§ **Exercise details**
Revise the passage on housing and gas prices by reproducing the part starting at "A record low" and ending at "soften going forward.", replacing "survey respondents" with "poll participants".

A record low number of survey respondents think now is a good time to buy a house, but they are still consistently paying above the asking price for homes. While mortgage rates should be pinching the housing market, real-time demand indicators are surprisingly strong. However, given the rise in mortgage rates, new mortgage applications and home sales data should soften going forward. 

This chart shows the U.S. average sale-to-list (SA) and residential inventory from 2012 to January 2022. The average sale to list began at 96.2% and climbed to 97.6% in August 2013. It remained relatively stable at 97.3% until October 2014, then it started steadily rising. It reached 98.4% by June 2018, dipped to 98.1% in August 2019. It spiked to 98.7% in February 2020, then dipped. It then skyrocketed to 101.8% by June 2021, fell to 100.6% by September 2021, then rallied to 101.6% by January 2022. Meanwhile, inventory began at 2,189 and fell to 1,844 by April 2013. By July 2014, at 1,966, it began falling to 1,479 by January 2018. It then rallied slightly before falling again to a series low of 718 by January 2022.

The only thing record-high gas prices are good for is local news correspondents who need segment ideas, but Americans are still hitting the road. Data from gas savings app GasBuddy suggests that demand for gasoline actually hit a pandemic-era high in the same week that gas prices did. It doesn’t seem like we are at a point where gas prices are causing demand destruction. At least not yet.

Object grounding data in natural language

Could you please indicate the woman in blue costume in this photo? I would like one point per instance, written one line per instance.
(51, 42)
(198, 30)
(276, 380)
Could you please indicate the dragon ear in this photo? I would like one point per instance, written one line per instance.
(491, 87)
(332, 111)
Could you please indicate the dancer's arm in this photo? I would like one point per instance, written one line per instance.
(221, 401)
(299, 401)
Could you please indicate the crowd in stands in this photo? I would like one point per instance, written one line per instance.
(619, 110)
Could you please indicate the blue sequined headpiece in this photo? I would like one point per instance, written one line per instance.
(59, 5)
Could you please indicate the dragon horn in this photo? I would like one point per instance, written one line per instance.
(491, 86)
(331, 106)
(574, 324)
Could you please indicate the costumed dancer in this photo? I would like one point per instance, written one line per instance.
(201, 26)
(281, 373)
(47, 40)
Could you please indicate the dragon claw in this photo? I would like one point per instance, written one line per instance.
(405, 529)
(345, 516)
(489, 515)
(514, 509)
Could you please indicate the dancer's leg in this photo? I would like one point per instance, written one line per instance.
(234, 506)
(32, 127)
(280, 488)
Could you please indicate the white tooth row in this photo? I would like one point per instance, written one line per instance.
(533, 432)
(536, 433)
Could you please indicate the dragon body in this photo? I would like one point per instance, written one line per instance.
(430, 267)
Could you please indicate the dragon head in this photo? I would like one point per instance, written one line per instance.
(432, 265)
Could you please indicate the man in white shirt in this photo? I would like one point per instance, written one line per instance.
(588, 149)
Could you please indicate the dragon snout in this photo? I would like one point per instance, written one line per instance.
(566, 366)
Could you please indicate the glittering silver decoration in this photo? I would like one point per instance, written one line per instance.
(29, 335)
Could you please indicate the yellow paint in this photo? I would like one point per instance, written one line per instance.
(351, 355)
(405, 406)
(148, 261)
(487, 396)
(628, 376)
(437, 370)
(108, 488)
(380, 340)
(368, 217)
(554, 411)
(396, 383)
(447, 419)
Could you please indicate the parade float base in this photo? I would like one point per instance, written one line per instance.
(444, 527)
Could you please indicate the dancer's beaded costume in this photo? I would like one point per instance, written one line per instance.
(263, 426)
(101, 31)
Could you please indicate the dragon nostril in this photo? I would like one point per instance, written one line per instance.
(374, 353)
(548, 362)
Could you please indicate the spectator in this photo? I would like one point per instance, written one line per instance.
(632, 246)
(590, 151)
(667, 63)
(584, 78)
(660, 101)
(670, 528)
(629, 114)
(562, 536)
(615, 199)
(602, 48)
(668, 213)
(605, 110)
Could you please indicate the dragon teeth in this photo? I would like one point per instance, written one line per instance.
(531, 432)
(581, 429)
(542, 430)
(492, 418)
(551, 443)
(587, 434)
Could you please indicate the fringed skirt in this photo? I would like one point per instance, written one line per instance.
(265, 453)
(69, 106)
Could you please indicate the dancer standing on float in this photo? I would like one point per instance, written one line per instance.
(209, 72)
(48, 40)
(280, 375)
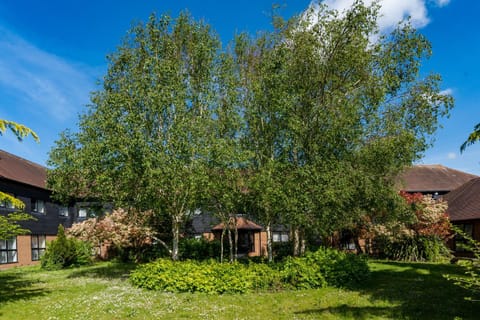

§ **Response to the exercise**
A record low number of poll participants think now is a good time to buy a house, but they are still consistently paying above the asking price for homes. While mortgage rates should be pinching the housing market, real-time demand indicators are surprisingly strong. However, given the rise in mortgage rates, new mortgage applications and home sales data should soften going forward.